··· PAGE EXTRACT ···

Using the Terminology
Let's create some simple traps to describe the parts we just discussed:
A miner is digging away a 2x1 tunnel. He finds gold ore, but once he mines it arrows are relentlessly shot at him.
On the back of the ore is a redstone torch that acts as the trigger by sending a signal once broken. This signal allows a rapid pulsar (complication) to repeatedly send power to a dispenser, the method.
An explorer comes across a cave. He drops down a few blocks when he notices it's getting lighter instead of darker. He jumps to his next ledge just before a flow of lava engulfs his previous position.
Since our trapper can't maintain the trap consistently without drawing suspicion, let's assume he sets up a redstone clock to a dispenser. Every four and a half minutes a new item will be dispensed, maintaining the trap. Clocks are generally a complication, but since it is used to stabilize the trigger we'll call it part of the trigger. This trap is hidden in a natural location and uses an invisible trigger (an item through the wall). This opens a flood gate of lava (method) in the entrance, it will spread and trap the explorer in the cave.
The owner of a large underground mansion is being chased by another player. The owner escapes through an iron door controlled by a pressure plate. On the other side he hits a button. The pursuer sees him open the door by the pressure plate and follows him, but the door doesn't open. Instead, a series of pistons opens a hole and pushes the assailant into it. Once the pistons extinguish the light from the opening, it is pitch black.
The button on the far side of the door is a safety attached to a T-flip flop. It engages the trigger (the pressure plate), which, until a moment ago, was pretty uninteresting. Both sets of pistons (The ones that opened the hole and the ones that pushed the assailant) are complications. The obsidian jail is a live-capture method.

···

◆ **REQUIRED TASK A**: In the traps extract, why is the cave trap's redstone clock counted as part of the trigger and not as a complication?
◆ **REQUIRED TASK B**:
Please answer these questions from the traps extract.
(i) What does the miner find while digging the 2x1 tunnel?
(ii) How often does the redstone clock in the cave trap dispense a new item?
(iii) What controls the iron door the mansion owner escapes through?
◆ **REQUIRED TASK C**: Name every part of a trap that the traps extract identifies as a method.

··· PROVIDED MATERIAL ···

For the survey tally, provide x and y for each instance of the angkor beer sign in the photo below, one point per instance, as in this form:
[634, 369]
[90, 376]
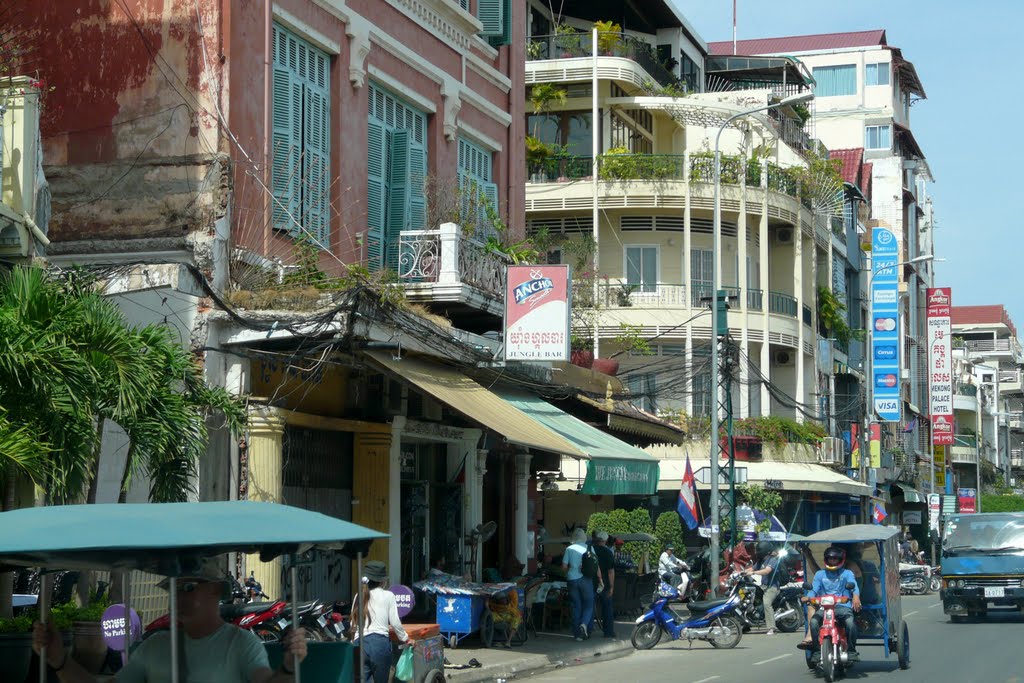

···

◆ **EXERCISE SOLUTION A**: Clocks are generally a complication, but this one is used to stabilize the trigger. It dispenses a new item every four and a half minutes and so maintains the trap, since the trapper can't maintain it consistently himself without drawing suspicion.

◆ **EXERCISE SOLUTION B**:
(i) Gold ore.
(ii) Every four and a half minutes.
(iii) A pressure plate.

◆ **EXERCISE SOLUTION C**:
- The dispenser in the miner's tunnel trap
- The flood gate of lava in the cave trap
- The obsidian jail in the mansion trap, a live-capture method